■ **Instructions to follow**:
All lines below containing "building" are to be listed.

■ **Source material**:
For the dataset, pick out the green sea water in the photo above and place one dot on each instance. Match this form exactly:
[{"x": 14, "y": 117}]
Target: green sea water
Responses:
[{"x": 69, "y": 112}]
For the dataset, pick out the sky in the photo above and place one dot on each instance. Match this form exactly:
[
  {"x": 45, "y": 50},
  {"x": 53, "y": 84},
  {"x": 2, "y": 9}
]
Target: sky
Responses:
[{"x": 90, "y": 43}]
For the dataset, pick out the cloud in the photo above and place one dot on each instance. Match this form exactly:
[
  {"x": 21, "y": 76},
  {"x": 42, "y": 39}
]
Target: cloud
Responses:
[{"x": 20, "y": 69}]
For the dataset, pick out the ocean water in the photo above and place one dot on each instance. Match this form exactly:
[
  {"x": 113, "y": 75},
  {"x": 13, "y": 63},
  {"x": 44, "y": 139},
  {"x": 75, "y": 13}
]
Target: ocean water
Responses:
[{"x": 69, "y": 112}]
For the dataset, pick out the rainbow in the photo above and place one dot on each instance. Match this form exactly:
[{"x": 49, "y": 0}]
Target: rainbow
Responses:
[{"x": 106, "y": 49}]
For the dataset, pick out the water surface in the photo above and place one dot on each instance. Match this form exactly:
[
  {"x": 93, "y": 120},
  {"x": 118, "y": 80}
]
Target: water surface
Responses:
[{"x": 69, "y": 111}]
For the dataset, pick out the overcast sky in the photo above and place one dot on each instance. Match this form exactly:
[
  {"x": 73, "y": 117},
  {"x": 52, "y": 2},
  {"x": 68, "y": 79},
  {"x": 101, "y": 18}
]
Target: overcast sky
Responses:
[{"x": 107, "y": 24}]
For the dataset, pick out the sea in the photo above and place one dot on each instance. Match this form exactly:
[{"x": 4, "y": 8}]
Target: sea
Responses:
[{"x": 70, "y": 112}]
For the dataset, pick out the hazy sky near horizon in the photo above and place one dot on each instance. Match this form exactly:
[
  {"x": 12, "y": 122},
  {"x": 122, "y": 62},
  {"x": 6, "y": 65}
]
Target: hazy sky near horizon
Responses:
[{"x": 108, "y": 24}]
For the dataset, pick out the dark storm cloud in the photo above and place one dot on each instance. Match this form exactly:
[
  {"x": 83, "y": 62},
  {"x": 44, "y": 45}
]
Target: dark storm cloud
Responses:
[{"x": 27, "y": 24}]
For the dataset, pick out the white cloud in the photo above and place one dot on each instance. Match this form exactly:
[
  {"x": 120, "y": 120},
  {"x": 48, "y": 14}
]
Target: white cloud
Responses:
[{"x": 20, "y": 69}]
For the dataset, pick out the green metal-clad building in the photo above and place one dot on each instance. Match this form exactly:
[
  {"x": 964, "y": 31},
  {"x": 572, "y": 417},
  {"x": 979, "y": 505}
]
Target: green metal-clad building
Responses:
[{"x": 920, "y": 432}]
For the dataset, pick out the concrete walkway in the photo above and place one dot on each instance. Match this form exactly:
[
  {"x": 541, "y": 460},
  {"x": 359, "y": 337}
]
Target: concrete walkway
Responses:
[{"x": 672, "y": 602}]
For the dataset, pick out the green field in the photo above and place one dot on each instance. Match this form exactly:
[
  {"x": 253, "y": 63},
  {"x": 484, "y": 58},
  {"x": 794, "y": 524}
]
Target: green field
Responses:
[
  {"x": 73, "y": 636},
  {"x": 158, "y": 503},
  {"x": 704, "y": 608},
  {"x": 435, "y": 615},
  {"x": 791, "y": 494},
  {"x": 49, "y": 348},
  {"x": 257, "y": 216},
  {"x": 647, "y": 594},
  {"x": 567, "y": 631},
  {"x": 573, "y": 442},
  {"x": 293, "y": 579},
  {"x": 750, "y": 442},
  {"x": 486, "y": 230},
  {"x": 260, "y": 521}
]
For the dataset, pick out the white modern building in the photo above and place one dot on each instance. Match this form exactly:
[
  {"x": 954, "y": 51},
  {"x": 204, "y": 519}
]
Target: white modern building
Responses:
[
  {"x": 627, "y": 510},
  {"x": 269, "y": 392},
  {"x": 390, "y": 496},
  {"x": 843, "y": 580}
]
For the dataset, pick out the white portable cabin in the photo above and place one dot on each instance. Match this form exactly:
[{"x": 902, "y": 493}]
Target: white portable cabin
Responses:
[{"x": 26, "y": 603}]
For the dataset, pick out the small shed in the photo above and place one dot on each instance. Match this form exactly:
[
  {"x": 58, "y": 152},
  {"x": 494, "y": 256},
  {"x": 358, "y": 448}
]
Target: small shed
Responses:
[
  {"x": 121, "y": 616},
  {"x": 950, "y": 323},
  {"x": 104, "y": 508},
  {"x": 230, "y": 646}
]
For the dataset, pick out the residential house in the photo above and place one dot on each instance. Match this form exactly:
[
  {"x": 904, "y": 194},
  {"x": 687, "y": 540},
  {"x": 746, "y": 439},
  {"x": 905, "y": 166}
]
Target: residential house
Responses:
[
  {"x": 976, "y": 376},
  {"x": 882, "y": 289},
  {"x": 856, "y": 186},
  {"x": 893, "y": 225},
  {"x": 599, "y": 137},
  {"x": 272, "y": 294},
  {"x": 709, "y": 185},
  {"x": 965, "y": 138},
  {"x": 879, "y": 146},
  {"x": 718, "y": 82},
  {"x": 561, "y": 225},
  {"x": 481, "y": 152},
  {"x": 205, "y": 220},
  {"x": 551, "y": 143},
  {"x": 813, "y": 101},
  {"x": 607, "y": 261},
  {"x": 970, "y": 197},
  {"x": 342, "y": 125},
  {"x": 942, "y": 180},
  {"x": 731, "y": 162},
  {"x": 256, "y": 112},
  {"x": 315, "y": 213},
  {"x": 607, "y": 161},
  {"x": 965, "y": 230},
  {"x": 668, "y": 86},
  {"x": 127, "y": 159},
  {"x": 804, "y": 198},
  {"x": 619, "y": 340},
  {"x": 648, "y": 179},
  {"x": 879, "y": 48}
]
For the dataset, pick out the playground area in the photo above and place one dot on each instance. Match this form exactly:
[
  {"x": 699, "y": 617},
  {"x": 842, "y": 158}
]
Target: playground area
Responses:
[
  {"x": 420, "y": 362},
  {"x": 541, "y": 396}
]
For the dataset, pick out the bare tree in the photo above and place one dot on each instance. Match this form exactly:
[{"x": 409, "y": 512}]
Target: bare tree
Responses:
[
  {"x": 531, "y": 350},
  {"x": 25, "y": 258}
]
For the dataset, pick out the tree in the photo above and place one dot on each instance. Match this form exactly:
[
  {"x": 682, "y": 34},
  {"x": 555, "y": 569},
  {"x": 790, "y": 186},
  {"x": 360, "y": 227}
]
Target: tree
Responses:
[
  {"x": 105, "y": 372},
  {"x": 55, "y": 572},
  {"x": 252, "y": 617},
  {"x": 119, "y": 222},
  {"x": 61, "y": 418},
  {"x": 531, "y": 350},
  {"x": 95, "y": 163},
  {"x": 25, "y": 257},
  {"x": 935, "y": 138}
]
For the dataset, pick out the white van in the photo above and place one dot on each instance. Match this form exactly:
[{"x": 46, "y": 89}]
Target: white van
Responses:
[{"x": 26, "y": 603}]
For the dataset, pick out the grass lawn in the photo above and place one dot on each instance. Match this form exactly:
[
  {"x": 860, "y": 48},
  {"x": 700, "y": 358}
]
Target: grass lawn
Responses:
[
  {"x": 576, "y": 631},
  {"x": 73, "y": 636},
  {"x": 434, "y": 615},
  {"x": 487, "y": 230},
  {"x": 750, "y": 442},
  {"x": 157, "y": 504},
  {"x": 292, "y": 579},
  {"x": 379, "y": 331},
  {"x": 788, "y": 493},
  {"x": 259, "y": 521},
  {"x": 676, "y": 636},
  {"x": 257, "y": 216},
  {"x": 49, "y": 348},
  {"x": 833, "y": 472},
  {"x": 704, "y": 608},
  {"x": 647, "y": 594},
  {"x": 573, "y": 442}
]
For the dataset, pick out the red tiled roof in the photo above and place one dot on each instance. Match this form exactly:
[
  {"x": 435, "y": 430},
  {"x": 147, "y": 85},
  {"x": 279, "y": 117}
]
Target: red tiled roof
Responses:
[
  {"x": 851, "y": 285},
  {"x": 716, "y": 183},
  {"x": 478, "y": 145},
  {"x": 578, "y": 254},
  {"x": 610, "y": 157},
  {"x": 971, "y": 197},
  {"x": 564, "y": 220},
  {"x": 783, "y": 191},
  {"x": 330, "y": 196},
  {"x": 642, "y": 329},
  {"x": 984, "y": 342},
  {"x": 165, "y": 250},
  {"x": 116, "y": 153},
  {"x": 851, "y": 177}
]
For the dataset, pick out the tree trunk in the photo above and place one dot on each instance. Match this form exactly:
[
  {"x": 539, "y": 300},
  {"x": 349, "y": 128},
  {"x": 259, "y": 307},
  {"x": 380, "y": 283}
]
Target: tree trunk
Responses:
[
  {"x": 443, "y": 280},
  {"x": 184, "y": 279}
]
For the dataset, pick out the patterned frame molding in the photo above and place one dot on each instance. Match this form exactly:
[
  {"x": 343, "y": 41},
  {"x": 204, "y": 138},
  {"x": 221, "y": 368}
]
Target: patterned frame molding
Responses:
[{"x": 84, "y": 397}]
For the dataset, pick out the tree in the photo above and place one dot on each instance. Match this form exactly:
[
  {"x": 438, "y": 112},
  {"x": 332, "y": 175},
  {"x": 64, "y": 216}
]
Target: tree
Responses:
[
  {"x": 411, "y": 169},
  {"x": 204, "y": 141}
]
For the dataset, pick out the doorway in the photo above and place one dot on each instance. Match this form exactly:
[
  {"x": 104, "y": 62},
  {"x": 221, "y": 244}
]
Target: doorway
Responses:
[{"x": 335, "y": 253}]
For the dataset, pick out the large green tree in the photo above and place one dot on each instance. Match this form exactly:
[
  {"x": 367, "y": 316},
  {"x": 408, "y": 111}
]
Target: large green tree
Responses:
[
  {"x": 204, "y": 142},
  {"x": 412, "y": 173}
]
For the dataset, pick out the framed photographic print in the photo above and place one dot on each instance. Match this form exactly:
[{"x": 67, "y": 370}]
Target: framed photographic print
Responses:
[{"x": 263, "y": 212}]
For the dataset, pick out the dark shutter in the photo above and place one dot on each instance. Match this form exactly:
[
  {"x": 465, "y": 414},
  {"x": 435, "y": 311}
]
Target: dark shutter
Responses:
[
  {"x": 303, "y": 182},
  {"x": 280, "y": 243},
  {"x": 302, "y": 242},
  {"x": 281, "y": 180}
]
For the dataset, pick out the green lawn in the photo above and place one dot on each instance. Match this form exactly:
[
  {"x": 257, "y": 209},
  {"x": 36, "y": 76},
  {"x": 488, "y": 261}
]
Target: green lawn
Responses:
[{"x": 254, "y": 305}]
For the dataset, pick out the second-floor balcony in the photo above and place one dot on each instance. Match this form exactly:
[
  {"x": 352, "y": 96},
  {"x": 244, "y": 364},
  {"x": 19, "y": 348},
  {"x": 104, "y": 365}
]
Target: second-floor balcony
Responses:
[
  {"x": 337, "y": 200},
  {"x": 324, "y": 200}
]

■ **Exercise solution**:
For the dataset, pick out the green metal-clad building in the photo above and place one dot on each instance. Match this form exactly:
Target: green metal-clad building
For the dataset, pick out the white modern building in the photo above and place one dot on each instance. Match this form exactly:
Target: white modern building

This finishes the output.